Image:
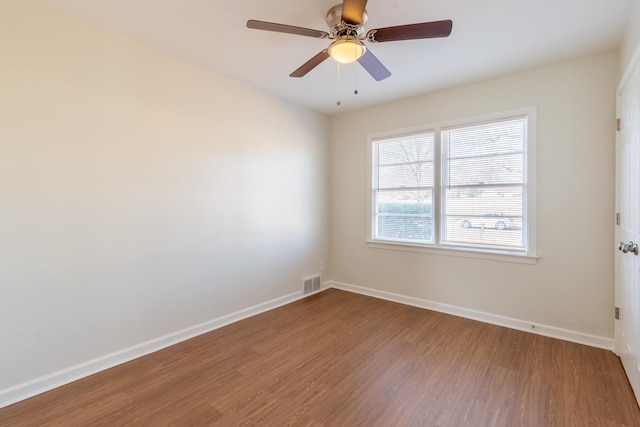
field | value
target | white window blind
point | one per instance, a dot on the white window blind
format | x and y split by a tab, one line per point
464	184
403	188
483	185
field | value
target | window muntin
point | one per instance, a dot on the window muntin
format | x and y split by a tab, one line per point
464	184
403	188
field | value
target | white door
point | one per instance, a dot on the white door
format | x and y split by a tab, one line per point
628	230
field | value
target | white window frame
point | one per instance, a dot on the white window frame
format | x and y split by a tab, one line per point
529	256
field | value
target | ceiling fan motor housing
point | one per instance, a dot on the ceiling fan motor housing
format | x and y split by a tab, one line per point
340	29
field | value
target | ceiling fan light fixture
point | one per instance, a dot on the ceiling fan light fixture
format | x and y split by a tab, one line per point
346	51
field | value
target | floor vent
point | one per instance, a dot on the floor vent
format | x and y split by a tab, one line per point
311	284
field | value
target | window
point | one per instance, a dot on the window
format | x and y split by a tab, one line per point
461	185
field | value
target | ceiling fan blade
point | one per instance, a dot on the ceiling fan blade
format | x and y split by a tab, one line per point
373	66
352	11
310	64
288	29
423	30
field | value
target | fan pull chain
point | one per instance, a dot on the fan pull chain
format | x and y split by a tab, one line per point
355	92
339	96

####

» **SHORT EXERCISE**
Please count the lines in the listing above that contain the word "muntin". Reply with only the number.

» **TASK RESPONSE**
2